— Extrait fourni —
Récompensé notamment du Prix spécial du jury au festival de Gerardmer et du Prix spécial du jury au festival de Sundance en 2008, Teeth met en scène Dawn, une adolescente qui essaie tant bien que mal de contenir sa sexualité naissante. Militant activement dans un groupe prônant la chasteté avant le mariage, ce qui lui vaut d'ailleurs quelques moqueries de certains camarades, elle redouble d’efforts pour refouler tout désir sexuel, mais voit bientôt cette abstinence être de plus en plus mise à rude épreuve. Non seulement elle tombe amoureuse du séduisant Tobey, mais elle doit également endurer les provocations à répétition de son demi-frère Brad, dont la sexualité est loin d'être bridée. Etrangère à son propre corps, la vie de la prude jeune fille bascule quand elle découvre la curieuse particularité de son vagin : ce dernier est en effet tapissé de dents acérées. Ce qu'elle prend d’abord pour une damnation va rapidement s'avérer être une arme redoutable.


Pour son premier long-métrage, Mitchell Lichtenstein nous plonge dans l’univers un brin effrayant d'une Amérique conservatrice et puritaine. Celle qui remet en cause la théorie de l’évolution darwinienne. Celle qui ne voit aucune objection à présenter le plan de coupe d'un pénis dans un manuel scolaire, mais qui dissimule honteusement celui de la vulve à l'aide de jolis autocollants dorés.


Ambassadrice des vertus de l'abstinence avant le mariage, Dawn va se laisser gagner malgré elle par le désir charnel. Ironiquement, c'est lors d'une de ses conférences qu'elle fait la connaissance de celui qui sera l'objet de ses désirs. Ce qui débute par une simple attirance physique pour le garçon, va se poursuivre sous formes de rêves érotiques, qui vont la pousser finalement à accepter un rendez-vous galant. Et les deux tourtereaux de se retrouver seuls dans un coin de nature idyllique, propices aux premiers ébats.

— Enregistrements fournis —
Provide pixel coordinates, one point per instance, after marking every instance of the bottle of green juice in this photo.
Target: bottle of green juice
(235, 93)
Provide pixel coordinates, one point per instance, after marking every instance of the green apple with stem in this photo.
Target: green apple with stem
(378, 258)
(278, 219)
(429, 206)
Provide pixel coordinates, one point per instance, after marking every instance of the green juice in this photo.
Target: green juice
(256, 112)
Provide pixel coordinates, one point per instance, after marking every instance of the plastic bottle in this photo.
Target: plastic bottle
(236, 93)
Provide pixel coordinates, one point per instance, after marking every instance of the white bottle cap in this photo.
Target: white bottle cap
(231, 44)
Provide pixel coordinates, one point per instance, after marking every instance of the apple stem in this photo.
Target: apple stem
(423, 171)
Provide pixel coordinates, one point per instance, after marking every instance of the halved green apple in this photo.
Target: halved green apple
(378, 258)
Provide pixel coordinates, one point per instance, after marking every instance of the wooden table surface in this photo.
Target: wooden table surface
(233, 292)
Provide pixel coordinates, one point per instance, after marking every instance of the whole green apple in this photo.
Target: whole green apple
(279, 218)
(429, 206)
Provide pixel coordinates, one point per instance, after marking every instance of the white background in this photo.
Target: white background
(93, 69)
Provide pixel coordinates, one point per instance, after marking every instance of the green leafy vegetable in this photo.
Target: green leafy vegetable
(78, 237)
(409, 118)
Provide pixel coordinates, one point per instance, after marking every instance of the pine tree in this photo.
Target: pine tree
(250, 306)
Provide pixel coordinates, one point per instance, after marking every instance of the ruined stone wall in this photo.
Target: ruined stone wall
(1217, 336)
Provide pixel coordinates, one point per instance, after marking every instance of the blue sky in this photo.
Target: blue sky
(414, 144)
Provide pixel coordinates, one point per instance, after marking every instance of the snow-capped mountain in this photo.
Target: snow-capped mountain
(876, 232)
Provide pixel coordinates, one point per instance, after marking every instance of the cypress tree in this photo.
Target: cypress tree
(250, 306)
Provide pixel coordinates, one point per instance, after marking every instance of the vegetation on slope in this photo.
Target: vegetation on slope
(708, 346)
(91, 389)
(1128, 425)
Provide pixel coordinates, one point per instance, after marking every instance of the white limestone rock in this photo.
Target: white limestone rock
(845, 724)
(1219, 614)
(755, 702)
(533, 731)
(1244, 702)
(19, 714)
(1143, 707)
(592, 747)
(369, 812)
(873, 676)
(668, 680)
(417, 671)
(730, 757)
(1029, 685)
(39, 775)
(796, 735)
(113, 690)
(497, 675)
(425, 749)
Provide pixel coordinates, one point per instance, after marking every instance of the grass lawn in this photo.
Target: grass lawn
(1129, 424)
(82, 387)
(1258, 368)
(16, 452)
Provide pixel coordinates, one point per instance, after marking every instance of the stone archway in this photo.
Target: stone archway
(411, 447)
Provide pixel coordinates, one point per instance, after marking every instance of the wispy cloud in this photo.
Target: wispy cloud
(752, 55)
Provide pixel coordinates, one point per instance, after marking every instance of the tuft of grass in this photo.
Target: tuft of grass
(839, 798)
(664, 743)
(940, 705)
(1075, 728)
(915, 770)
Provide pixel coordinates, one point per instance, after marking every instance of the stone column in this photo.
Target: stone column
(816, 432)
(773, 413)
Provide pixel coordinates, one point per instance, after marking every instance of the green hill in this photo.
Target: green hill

— Travail demandé —
Dans le texte sur le film Teeth, relevez tous les personnages du film désignés par leur prénom.

— Réponse —
Dawn, Tobey, Brad